§ **Exercise instructions**: The records that follow are to be repeated exactly, with the pictures removed.
--- begin ---
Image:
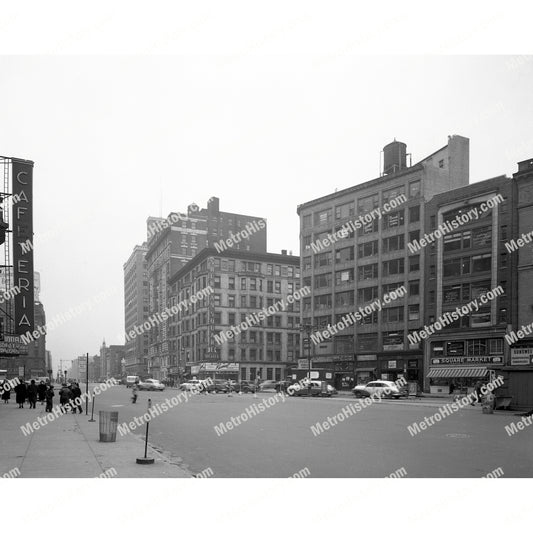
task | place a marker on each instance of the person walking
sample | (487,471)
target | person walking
(65,395)
(6,393)
(76,398)
(32,394)
(49,396)
(41,391)
(20,394)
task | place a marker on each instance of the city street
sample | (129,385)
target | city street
(372,443)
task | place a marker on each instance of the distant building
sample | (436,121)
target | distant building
(243,283)
(136,310)
(368,258)
(172,242)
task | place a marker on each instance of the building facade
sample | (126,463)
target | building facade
(353,247)
(174,241)
(136,310)
(243,283)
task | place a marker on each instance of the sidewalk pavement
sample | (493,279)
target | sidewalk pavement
(69,447)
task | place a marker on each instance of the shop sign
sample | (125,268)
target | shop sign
(468,360)
(371,357)
(521,356)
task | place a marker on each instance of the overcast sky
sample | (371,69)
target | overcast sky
(118,139)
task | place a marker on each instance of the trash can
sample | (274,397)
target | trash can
(108,421)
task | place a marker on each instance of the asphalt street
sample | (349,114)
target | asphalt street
(374,442)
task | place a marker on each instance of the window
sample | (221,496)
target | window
(369,228)
(393,244)
(344,254)
(365,205)
(393,193)
(344,298)
(367,272)
(414,263)
(481,263)
(393,220)
(414,312)
(414,288)
(367,249)
(323,301)
(414,189)
(322,280)
(414,214)
(323,217)
(344,210)
(368,294)
(395,266)
(323,259)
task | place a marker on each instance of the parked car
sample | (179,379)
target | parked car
(268,385)
(151,384)
(381,387)
(130,380)
(313,388)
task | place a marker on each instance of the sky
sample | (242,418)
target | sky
(116,139)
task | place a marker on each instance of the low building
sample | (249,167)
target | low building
(243,284)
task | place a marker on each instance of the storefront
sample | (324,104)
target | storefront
(458,364)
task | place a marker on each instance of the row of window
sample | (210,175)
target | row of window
(390,220)
(364,205)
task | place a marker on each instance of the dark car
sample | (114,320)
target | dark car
(314,388)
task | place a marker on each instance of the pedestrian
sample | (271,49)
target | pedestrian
(32,394)
(20,394)
(49,396)
(76,398)
(41,391)
(6,392)
(65,395)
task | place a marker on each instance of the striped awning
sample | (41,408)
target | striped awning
(458,372)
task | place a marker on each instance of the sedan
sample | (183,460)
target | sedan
(152,385)
(378,388)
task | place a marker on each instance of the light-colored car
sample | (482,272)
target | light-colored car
(130,380)
(387,389)
(151,384)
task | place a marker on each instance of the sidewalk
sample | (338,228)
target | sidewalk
(69,447)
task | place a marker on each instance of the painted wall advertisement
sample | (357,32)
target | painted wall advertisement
(22,226)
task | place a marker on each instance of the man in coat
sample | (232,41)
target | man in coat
(20,394)
(32,394)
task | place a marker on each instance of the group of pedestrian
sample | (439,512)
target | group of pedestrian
(44,393)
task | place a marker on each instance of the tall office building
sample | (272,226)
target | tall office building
(353,248)
(136,310)
(243,283)
(172,242)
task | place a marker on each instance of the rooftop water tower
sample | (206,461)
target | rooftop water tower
(394,157)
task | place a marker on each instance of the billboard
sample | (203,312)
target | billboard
(22,227)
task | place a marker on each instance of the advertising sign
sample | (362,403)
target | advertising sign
(22,227)
(521,356)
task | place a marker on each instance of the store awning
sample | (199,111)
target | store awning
(458,372)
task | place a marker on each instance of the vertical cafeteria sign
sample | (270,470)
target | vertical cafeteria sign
(22,227)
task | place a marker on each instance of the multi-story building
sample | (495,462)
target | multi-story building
(243,283)
(467,266)
(354,251)
(136,310)
(172,242)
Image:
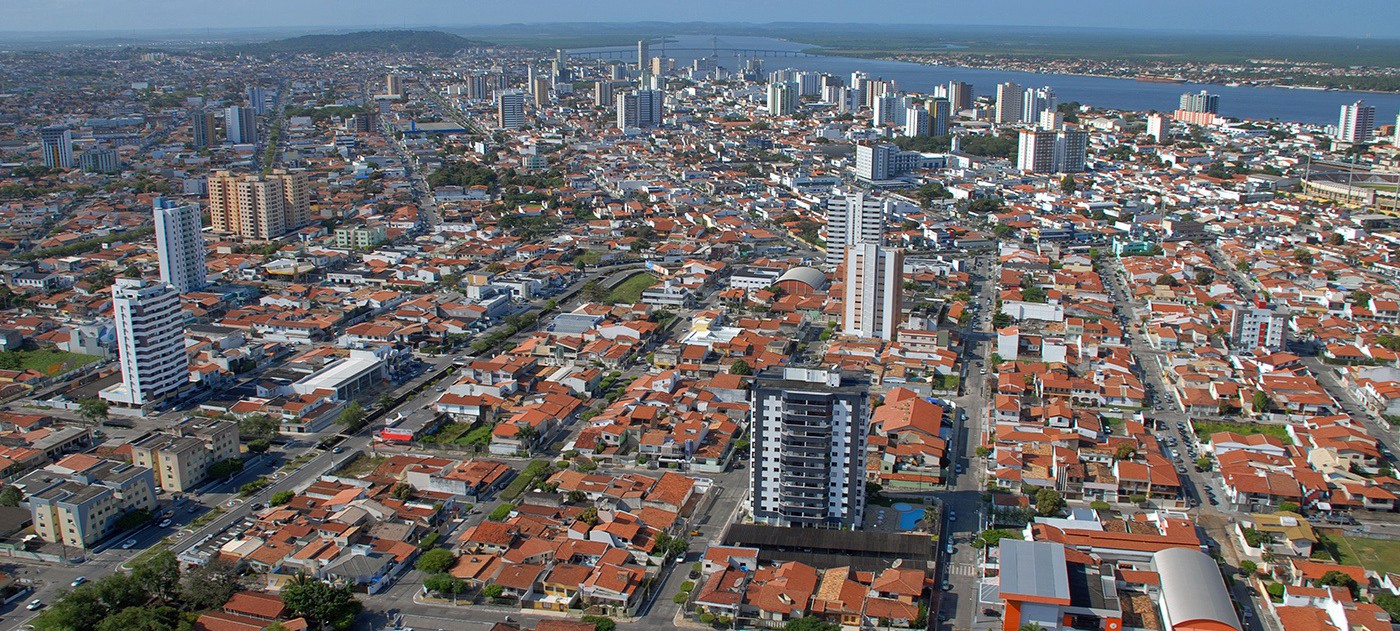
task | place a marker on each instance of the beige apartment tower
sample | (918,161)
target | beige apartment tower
(258,206)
--- end ---
§ **Task result**:
Image:
task | place a marker on each instance of the person walking
sample | (487,471)
target | person walking
(65,395)
(6,393)
(76,398)
(32,394)
(49,396)
(41,391)
(20,394)
task | place a marker on each instance of the city street
sample | (129,385)
target | city street
(372,443)
task | place a marker on each instance of the distant building
sample | (436,121)
target | distant building
(243,283)
(136,310)
(368,258)
(172,242)
task | place a marker on each instance of the building facade
sample | (126,463)
target | building facade
(353,247)
(174,241)
(136,310)
(243,283)
task | place a marker on each instance of the sidewalk pavement
sample | (493,279)
target | sidewalk pavement
(69,447)
task | place a marker on each instance of the shop sign
sample | (125,268)
target | shop sign
(468,360)
(371,357)
(521,356)
task | place a marker on each instance of the overcast sky
sample | (371,69)
target | overcast sky
(118,139)
task | place a marker on each instance of the trash can
sample | (274,397)
target | trash can
(108,421)
task | place a marker on each instance of the asphalt street
sample | (349,114)
target | asphalt street
(374,442)
task | place a marker on each instance of the window
sample | (221,496)
target | window
(369,228)
(393,244)
(344,254)
(365,205)
(393,193)
(344,298)
(367,272)
(414,263)
(481,263)
(393,220)
(414,312)
(414,288)
(367,249)
(323,301)
(414,189)
(322,280)
(414,214)
(323,217)
(344,210)
(368,294)
(395,266)
(323,259)
task | place a marker on each instance of the parked car
sample | (179,379)
target | parked car
(268,385)
(151,384)
(381,387)
(130,380)
(313,388)
task | place a marker on each instance of the sky
sample | (242,418)
target | sky
(116,139)
task | place a marker on each instance of the low building
sample | (249,167)
target | low building
(243,284)
task | place a marker on each instance of the storefront
sample | (324,104)
target | storefront
(458,364)
task | place a marker on each instance of the row of window
sample | (210,175)
target | row of window
(390,220)
(364,205)
task | place a marker on each instance of the dark car
sample | (114,320)
target | dark car
(314,388)
task | place a marker on each instance of the pedestrian
sample | (271,49)
target | pedestrian
(32,394)
(20,394)
(49,396)
(76,398)
(41,391)
(6,392)
(65,395)
task | place a marker on each instance of the striped awning
sample | (41,408)
target | striped awning
(458,372)
task | place a marker on each instance of the sedan
sample | (183,460)
target | sedan
(152,385)
(378,388)
task | place a marker on each instance of the light-colored car
sample | (482,272)
target | light-colored car
(130,380)
(387,389)
(151,384)
task | place a marker on each instance of the sidewalk
sample | (338,228)
target | sidewalk
(69,447)
task | place a marker on each instance of the painted wall advertisement
sample | (357,32)
target | painted wall advertisement
(22,226)
task | place a marker on each instance of the man in coat
sample | (232,41)
target | man in coat
(20,394)
(32,394)
task | place a marker on each instance of the group of pedestrian
sample | (439,512)
target | group of pedestrian
(44,393)
task | place a marker on each instance of the tall office building
sample | (272,226)
target | tall office building
(353,248)
(136,310)
(243,283)
(172,242)
task | place a marker on each instance of the rooftop water tower
sample | (206,461)
target | rooftop water tower
(394,157)
task | place a marker on each instance of the billboard
sample | (203,312)
target | billboard
(22,227)
task | place a marker on each instance of the advertising sign
sample | (362,403)
target | advertising sign
(22,227)
(521,356)
task | place a marker on each instance of the store awning
sample | (199,111)
target | store awning
(458,372)
task | place a marker on each instance of the vertical cafeteria sign
sample | (270,470)
target | vertical cafeteria sign
(22,227)
task | place a marker on each instance of the multi-story building
sample | (495,462)
target | multi-story building
(243,283)
(467,266)
(354,251)
(136,310)
(172,242)
Image:
task | place a marker on each instance of the beige apartment tower
sample | (918,161)
target | beige apartment tower
(258,206)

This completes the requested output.